**Instructions for the task**
Output every entry below word for word, minus the images.

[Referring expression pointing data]
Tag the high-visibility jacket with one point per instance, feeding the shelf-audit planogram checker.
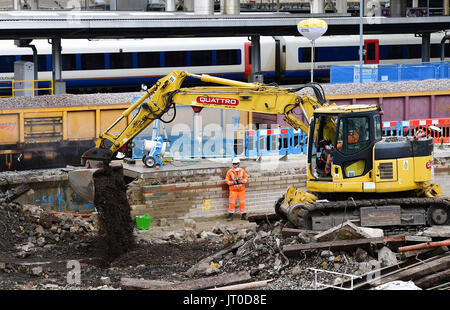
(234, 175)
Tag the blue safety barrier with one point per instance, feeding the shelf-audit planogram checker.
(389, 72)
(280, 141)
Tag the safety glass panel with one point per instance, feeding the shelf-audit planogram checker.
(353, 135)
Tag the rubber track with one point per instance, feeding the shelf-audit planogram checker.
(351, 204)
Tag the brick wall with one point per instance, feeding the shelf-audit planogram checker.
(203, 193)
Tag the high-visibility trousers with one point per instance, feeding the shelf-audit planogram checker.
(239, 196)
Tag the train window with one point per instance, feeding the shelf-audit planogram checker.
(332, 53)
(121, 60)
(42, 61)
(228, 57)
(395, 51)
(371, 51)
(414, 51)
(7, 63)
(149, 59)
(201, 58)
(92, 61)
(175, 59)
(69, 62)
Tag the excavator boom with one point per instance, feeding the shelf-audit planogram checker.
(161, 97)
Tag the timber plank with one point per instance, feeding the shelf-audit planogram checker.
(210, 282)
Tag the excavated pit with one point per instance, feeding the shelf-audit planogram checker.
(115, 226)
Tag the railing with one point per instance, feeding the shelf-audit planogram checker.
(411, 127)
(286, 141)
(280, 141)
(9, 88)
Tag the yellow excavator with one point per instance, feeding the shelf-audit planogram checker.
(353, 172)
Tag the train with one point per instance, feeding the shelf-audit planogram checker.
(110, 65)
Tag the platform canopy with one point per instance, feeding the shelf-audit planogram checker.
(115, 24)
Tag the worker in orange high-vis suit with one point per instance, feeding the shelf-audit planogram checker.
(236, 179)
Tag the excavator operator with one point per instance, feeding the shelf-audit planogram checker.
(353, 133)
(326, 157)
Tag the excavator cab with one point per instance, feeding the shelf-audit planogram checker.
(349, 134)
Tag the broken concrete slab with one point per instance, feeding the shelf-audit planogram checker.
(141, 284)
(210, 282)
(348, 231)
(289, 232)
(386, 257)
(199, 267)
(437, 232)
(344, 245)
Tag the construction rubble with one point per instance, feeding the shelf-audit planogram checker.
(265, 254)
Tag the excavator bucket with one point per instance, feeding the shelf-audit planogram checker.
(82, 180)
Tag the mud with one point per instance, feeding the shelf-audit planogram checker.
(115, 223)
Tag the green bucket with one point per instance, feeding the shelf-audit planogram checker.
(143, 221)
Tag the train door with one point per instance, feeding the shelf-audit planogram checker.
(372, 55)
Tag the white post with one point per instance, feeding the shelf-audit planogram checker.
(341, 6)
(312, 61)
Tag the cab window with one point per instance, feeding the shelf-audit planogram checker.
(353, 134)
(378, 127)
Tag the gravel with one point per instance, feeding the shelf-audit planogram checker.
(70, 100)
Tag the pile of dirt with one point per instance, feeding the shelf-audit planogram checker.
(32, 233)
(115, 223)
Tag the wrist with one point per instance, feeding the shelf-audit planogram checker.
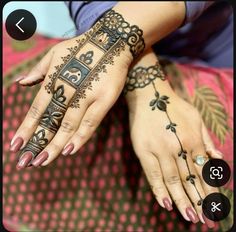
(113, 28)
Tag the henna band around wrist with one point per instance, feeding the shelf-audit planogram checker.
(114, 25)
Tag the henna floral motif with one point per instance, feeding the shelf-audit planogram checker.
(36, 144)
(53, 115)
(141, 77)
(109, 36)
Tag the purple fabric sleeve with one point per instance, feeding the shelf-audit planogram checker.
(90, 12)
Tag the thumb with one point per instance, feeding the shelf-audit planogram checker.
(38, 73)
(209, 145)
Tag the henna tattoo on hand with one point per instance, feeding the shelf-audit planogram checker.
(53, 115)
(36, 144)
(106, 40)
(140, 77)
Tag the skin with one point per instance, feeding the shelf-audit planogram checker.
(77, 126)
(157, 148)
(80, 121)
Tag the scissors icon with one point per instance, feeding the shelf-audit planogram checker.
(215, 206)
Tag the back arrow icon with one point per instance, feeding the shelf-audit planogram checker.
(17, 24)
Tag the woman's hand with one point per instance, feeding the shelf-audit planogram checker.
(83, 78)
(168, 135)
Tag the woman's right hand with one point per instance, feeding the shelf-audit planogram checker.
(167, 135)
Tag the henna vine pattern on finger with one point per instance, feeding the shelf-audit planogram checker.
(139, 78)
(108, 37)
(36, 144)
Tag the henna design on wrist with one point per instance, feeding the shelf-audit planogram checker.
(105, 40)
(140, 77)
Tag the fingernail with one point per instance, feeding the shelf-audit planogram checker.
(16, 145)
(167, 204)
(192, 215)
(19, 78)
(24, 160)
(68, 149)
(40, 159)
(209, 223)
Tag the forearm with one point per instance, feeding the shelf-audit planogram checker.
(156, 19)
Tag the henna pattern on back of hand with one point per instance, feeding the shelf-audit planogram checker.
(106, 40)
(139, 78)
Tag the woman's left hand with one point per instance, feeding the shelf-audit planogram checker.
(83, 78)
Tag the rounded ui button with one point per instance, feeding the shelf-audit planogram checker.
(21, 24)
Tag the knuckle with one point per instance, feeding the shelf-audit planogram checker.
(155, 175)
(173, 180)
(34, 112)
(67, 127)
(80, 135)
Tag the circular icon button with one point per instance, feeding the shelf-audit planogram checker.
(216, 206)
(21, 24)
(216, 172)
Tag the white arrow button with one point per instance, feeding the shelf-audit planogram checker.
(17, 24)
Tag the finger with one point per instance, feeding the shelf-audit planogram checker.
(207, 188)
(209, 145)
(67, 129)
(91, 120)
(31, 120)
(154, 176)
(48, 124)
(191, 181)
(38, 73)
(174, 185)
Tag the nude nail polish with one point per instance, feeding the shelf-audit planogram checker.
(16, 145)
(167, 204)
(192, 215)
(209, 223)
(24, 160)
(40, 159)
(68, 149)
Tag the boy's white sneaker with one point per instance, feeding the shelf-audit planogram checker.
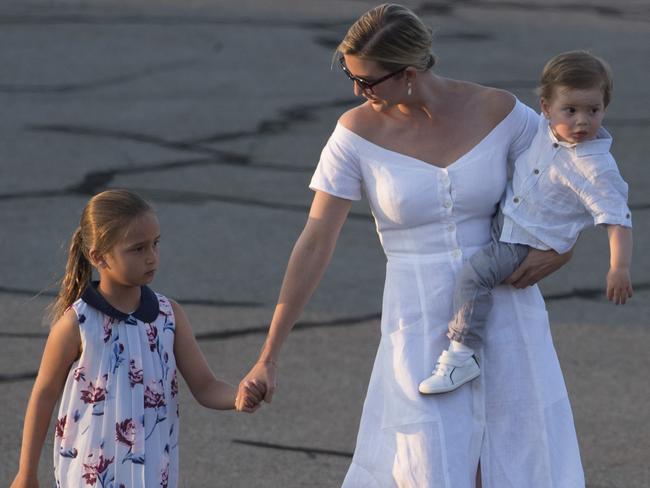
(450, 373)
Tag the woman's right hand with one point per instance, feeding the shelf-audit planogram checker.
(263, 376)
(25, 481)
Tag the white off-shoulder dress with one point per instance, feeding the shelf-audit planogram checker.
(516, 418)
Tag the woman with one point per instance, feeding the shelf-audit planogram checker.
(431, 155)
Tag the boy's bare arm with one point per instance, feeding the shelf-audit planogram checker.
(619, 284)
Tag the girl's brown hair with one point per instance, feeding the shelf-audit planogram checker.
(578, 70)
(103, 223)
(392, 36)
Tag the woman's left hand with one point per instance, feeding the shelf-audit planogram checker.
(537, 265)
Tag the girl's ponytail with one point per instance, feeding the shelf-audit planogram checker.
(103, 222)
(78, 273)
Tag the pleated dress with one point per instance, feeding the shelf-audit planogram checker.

**Reply**
Tag the high-visibility jacket with one point per instance, feeding the shelf-audit planogram checker.
(234, 175)
Tag the blue safety barrier with one point per instance, feeding the shelf-audit planogram checker.
(389, 72)
(280, 141)
Tag the safety glass panel with one point per instance, feeding the shelf-audit planogram checker.
(353, 135)
Tag the rubber track with one point per instance, feeding the shelf-audit planogram checker.
(351, 204)
Tag the brick wall with one point per instance, feeding the shelf-audit planogram checker.
(203, 193)
Tag the high-visibility trousers with one point per instance, feeding the shelf-audit planogram checker.
(239, 196)
Tag the train window with one point per instance, feeding the shelf-audit planogram checker.
(332, 53)
(121, 60)
(42, 61)
(228, 57)
(395, 51)
(371, 51)
(414, 51)
(7, 63)
(149, 59)
(201, 58)
(92, 61)
(175, 59)
(69, 62)
Tag the excavator boom with one point per instance, feeding the shelf-audit planogram checker.
(161, 97)
Tag the timber plank with one point per instance, feeding the shelf-audit planogram checker.
(210, 282)
Tag the excavated pit with one point per instance, feeding the shelf-audit planogram checker.
(115, 226)
Tag the railing with one point per instance, feeding the shelf-audit planogram checker.
(411, 127)
(286, 141)
(280, 141)
(9, 88)
Tag the yellow excavator with one point per instance, feeding the shelf-audit planogram checker.
(353, 172)
Tag the train with one point per instance, feeding the shelf-audit planogram checker.
(110, 65)
Tag the platform canopy with one point per instance, feeding the shelf-audit planogram checker.
(115, 24)
Tag the worker in orange high-vis suit with one point per instance, feeding the shelf-audit planogram checker.
(236, 179)
Tag the excavator operator with one point per instance, feeding the shelf-audit planogram checker.
(353, 133)
(326, 157)
Tag the excavator cab with one point per instance, feeding the shelf-audit planogram checker.
(349, 134)
Tag the broken concrete slab with one point per instance, feeding the shelf-audit planogram checker.
(141, 284)
(210, 282)
(348, 231)
(289, 232)
(386, 257)
(199, 267)
(437, 232)
(344, 245)
Tag the construction rubble with one point per instance, feeding the shelf-audit planogram checker.
(265, 254)
Tag the excavator bucket with one point per instance, feeding the shelf-audit planogram checker.
(82, 180)
Tag the mud with one point per instance, feeding the shelf-audit planogram checker.
(115, 223)
Tag the green bucket with one point per instance, feeding the shelf-audit planogram checker.
(143, 221)
Tag the train door with one point per instance, feeding the shelf-audit planogram checker.
(372, 55)
Tag the white post with one point per instance, feeding the shelf-audit planogram checker.
(341, 6)
(312, 61)
Tag the cab window with one point per instance, feeding the shelf-audit planogram checker.
(353, 134)
(378, 127)
Tag the gravel with one point per instance, feeding the shelf-audit planogram checker.
(70, 100)
Tag the pile of dirt with one point per instance, feeding the shelf-audit planogram checker.
(32, 233)
(115, 223)
Tag the wrist with one point per instance, feeding the shelf-audit planogram checker.
(113, 28)
Tag the henna band around wrist with one point per instance, feeding the shelf-audit planogram checker.
(114, 25)
Tag the henna floral motif with one point per instance, feeding the shelf-audit planogram checker.
(36, 144)
(53, 115)
(141, 77)
(109, 36)
Tag the purple fabric sleeve with one point per instance, feeding the shelf-audit planogram checker.
(90, 12)
Tag the thumb with one point per instance, feeding the shelf-audit planogram checker.
(38, 73)
(209, 145)
Tag the henna tattoo on hand with one point per instance, feeding the shelf-audit planogram checker.
(53, 115)
(36, 144)
(106, 40)
(140, 77)
Tag the skin with one point per instance, feeding the shelf-audit planogram checker.
(77, 126)
(157, 148)
(80, 121)
Tag the scissors icon with one point per instance, feeding the shelf-audit planogram checker.
(215, 206)
Tag the back arrow icon with one point per instance, feeding the shelf-audit planogram checker.
(17, 24)
Tag the woman's hand with one point per instance, feeding the shelf-audit planogram checker.
(83, 78)
(168, 135)
Tag the woman's right hand with one point per instance, feeding the shelf-audit planogram checker.
(167, 135)
Tag the henna vine pattern on finger with one point per instance, feeding the shelf-audit planogram checker.
(139, 78)
(108, 37)
(36, 144)
Tag the henna design on wrist with one point per instance, feeding the shelf-audit planogram checker.
(105, 40)
(140, 77)
Tag the fingernail with one point per instance, feeding the shelf-audit planogram checker.
(16, 145)
(167, 204)
(192, 215)
(19, 78)
(24, 160)
(68, 149)
(40, 159)
(209, 223)
Tag the forearm with one point per instance, feeding the shelf-audit planogram checker.
(156, 19)
Tag the henna pattern on back of hand with one point per instance, feeding the shelf-audit planogram checker.
(106, 40)
(139, 78)
Tag the woman's left hand with one point per instance, feeding the shelf-audit planogram checker.
(83, 78)
Tag the rounded ui button with one point per instance, feeding the shelf-audit planogram checker.
(21, 24)
Tag the knuckle with one point per instance, feeding the shelf-audit planogram checker.
(155, 175)
(173, 180)
(34, 112)
(67, 127)
(80, 135)
Tag the circular icon button with one point per instance, feeding the shelf-audit planogram checker.
(216, 206)
(21, 24)
(216, 172)
Tag the white arrow button with one point per instance, feeding the shelf-audit planogram checker.
(17, 24)
Tag the finger with one point per instance, feeding the shelf-audit planogram checker.
(207, 188)
(209, 145)
(67, 129)
(91, 120)
(31, 120)
(154, 176)
(48, 124)
(191, 181)
(38, 73)
(174, 185)
Tag the nude nail polish with one point per instance, feeding the shelf-audit planogram checker.
(16, 145)
(167, 204)
(192, 215)
(209, 223)
(24, 160)
(40, 159)
(68, 149)
Tag the boy's white sneaker with one point per instance, feeding the shelf-audit planogram checker.
(450, 373)
Tag the woman's right hand with one point per instance, feeding the shelf-audit planogram checker.
(263, 376)
(25, 481)
Tag the white off-shoulder dress with one point per instance, feeding the shelf-audit planogram checker.
(516, 418)
Tag the woman with one point per instance, feeding the shelf-audit planogram checker.
(431, 155)
Tag the boy's bare arm with one point per instance, feeding the shelf-audit planogram checker.
(619, 284)
Tag the girl's brown hair with one point per instance, feeding the shelf-audit planogram checker.
(578, 70)
(103, 223)
(392, 36)
Tag the woman's left hand with one point per instance, feeding the shelf-audit planogram checker.
(537, 265)
Tag the girl's ponytail with one point per instance, feeding the shelf-audit planogram checker.
(103, 222)
(78, 273)
Tag the pleated dress with one point per instance, feeding the shelf-audit planogram checker.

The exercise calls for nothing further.